Written instruction
Print the range of lines that opens with the line containing "Task: Where can the white" and closes with the last line of the listing. Include both ends; print nothing more.

Task inputs
'''

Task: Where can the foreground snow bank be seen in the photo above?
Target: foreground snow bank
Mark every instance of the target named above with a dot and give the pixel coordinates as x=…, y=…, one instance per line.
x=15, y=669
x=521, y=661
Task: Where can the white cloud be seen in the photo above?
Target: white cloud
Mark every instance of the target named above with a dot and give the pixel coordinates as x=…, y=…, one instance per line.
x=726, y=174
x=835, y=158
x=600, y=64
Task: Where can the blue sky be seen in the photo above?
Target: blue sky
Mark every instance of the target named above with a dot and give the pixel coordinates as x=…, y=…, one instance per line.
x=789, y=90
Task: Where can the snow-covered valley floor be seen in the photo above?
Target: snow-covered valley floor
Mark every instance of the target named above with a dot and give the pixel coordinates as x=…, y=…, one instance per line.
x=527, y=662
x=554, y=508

'''

Reply to the exercise
Task: Where can the white cloud be seen in the photo above?
Target: white cloud
Mark every instance of the target named above with a dot and give the pixel coordinates as x=…, y=…, one instance per line.
x=726, y=174
x=835, y=158
x=600, y=64
Task: Where can the blue sky be seen in the photo above?
Target: blue sky
Mark every instance of the target named above with a dot and give the pixel coordinates as x=…, y=…, one instance per line.
x=789, y=90
Task: Where can the snow-covered valley floor be seen in the photo above?
Target: snow-covered valley floor
Mark every instance of the target named above with a dot and give the pixel coordinates as x=…, y=…, one instance per line.
x=527, y=662
x=554, y=508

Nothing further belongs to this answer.